New DID interim president Bill Brown explains the DID’s role, and why he’s the right man for the job

By Michael Summers

michael_summers@fortwaynereader.com

Fort Wayne Reader

2012-06-25


It wasn’t a cordial occasion when Rich Davis, President of the Downtown Improvement District, and Ben Hall, manager of Hall’s Gas House, a member of the DID, appeared before Fort Wayne City Council late last March.

President Tom Smith, along with other members of council, made it clear that he didn’t believe the DID was doing enough to fulfill its mission, claiming that many downtown business owners didn’t know who Davis was, criticizing the DID’s website, and lamenting a “lack of communication” between the DID and city council (though council member Mitch Harper serves on the DID’s board).

One could probably debate whether Smith’s claims had merit, or how much merit, and then segue into a lengthy discussion of what council sees as the mission of the Downtown Improvement District, versus what the DID and its stakeholders see as its mission, and how that mission might be fulfilled in practical terms, with a consideration of the resources the DID has at its disposal…

But in the end, that’s all academic — Fort Wayne City Council wanted to see a change in the way the DID operates, and council controls the money the DID gets from the City.

So, when DID president Rich Davis handed in his resignation a few weeks ago and Bill Brown — member of the DID board, former Allen County Commissioner and current candidate for Allen County Council — was immediately named interim president, the only real surprise among people who follow such things was how quickly it happened.

A few DID board members or public officials connected with community development expressed reservations about the process by which Brown was chosen. The harshest criticism came from Allen County Council candidate Gina Burgess, who issued a statement requesting that Brown voluntarily resign from his DID appointment, charging that the appointment is “tainted by the perception of ‘pay to play’.” Burgess’ statement reads: “He has used campaign donations to fund DID programs, the position of Interim DID Director is funded by tax payer dollars, and the hiring process was not open to the tax-paying public, potentially excluding other qualified applicants, denying them access simply because they did not ‘pay to play’.”

But as we said, Burgess seems to be the lone voice in the political arena expressing anything more than mild concern.

Still, Brown seems eager to lay out his resume, explain why he was unanimously approved as interim director by the executive committee of the DID board, and make the case for why he hopes the “interim” part of his job title will go away after the DID board conducts an official search later this year.

- Information given:
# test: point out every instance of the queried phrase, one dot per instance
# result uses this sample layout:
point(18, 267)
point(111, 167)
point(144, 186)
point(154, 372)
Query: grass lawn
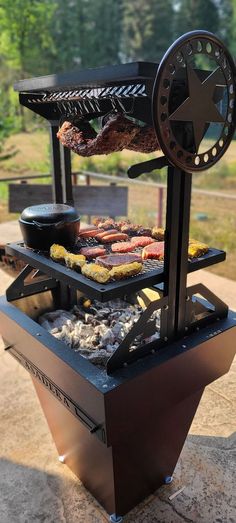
point(219, 230)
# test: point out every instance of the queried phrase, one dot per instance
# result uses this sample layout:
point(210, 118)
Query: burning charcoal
point(88, 318)
point(54, 331)
point(45, 324)
point(95, 340)
point(108, 337)
point(110, 348)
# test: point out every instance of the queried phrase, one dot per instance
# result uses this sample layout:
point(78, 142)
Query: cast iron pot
point(43, 225)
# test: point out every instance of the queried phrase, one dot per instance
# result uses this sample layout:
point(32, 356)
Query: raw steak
point(114, 237)
point(154, 251)
point(122, 247)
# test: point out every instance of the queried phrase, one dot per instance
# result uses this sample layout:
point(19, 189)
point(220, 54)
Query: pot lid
point(49, 213)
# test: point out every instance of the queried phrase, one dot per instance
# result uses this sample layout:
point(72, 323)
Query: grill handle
point(45, 225)
point(147, 167)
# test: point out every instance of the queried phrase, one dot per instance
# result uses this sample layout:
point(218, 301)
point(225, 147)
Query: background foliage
point(44, 36)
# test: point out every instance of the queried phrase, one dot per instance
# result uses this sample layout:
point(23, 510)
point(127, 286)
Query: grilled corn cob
point(196, 249)
point(126, 270)
point(96, 272)
point(57, 252)
point(158, 233)
point(75, 261)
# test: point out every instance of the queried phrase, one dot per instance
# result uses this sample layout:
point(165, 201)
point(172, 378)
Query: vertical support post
point(171, 246)
point(66, 178)
point(176, 248)
point(160, 206)
point(113, 184)
point(57, 194)
point(88, 183)
point(184, 222)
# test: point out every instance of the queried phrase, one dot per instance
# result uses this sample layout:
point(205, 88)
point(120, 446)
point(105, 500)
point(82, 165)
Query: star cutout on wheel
point(199, 108)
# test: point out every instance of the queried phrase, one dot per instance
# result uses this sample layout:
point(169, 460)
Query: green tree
point(26, 36)
point(227, 22)
point(197, 14)
point(147, 29)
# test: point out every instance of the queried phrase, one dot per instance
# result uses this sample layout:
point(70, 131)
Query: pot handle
point(45, 225)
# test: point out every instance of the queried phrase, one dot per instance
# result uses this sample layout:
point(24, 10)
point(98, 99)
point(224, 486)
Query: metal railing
point(114, 180)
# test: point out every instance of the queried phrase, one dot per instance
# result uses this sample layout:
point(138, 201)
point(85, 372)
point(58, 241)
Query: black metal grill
point(137, 406)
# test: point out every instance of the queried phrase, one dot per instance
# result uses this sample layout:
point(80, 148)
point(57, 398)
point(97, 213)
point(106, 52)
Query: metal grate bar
point(123, 91)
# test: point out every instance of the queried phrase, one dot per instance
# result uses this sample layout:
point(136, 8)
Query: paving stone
point(35, 487)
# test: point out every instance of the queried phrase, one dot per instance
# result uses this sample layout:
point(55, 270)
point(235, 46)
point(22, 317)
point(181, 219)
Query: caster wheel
point(115, 519)
point(168, 480)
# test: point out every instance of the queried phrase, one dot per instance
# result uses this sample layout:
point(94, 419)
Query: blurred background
point(39, 37)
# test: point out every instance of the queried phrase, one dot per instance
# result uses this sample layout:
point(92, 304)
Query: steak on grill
point(122, 247)
point(141, 241)
point(154, 251)
point(117, 134)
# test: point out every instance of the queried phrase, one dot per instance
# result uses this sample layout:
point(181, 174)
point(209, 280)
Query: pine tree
point(197, 14)
point(147, 29)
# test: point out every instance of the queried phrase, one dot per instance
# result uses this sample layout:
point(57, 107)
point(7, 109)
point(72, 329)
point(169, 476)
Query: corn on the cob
point(57, 252)
point(75, 261)
point(96, 272)
point(126, 270)
point(158, 233)
point(196, 249)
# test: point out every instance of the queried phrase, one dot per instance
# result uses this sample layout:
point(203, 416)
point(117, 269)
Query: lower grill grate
point(152, 273)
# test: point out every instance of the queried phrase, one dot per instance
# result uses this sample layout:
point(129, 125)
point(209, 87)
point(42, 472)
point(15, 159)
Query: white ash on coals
point(95, 329)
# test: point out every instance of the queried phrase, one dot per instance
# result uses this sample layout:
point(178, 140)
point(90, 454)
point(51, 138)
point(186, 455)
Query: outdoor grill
point(121, 429)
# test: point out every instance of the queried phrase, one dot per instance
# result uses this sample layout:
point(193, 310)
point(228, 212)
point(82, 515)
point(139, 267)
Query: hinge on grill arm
point(146, 336)
point(31, 281)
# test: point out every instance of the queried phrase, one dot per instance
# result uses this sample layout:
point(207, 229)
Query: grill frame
point(132, 424)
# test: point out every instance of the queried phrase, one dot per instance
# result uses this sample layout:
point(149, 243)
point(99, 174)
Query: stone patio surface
point(35, 487)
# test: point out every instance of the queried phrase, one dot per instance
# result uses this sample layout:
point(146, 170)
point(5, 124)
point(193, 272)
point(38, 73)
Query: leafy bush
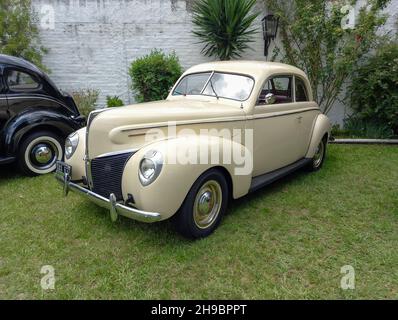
point(19, 34)
point(85, 100)
point(114, 101)
point(154, 75)
point(312, 38)
point(360, 128)
point(374, 89)
point(224, 26)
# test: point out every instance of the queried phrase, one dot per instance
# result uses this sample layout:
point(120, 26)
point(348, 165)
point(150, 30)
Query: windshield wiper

- Exercise: Reproduce word for word the passage of the article on the DID's interim president, starting at "Fort Wayne Reader" and ending at "the DID’s board).".

- Result of this exercise:
Fort Wayne Reader

2012-06-25


It wasn’t a cordial occasion when Rich Davis, President of the Downtown Improvement District, and Ben Hall, manager of Hall’s Gas House, a member of the DID, appeared before Fort Wayne City Council late last March.

President Tom Smith, along with other members of council, made it clear that he didn’t believe the DID was doing enough to fulfill its mission, claiming that many downtown business owners didn’t know who Davis was, criticizing the DID’s website, and lamenting a “lack of communication” between the DID and city council (though council member Mitch Harper serves on the DID’s board).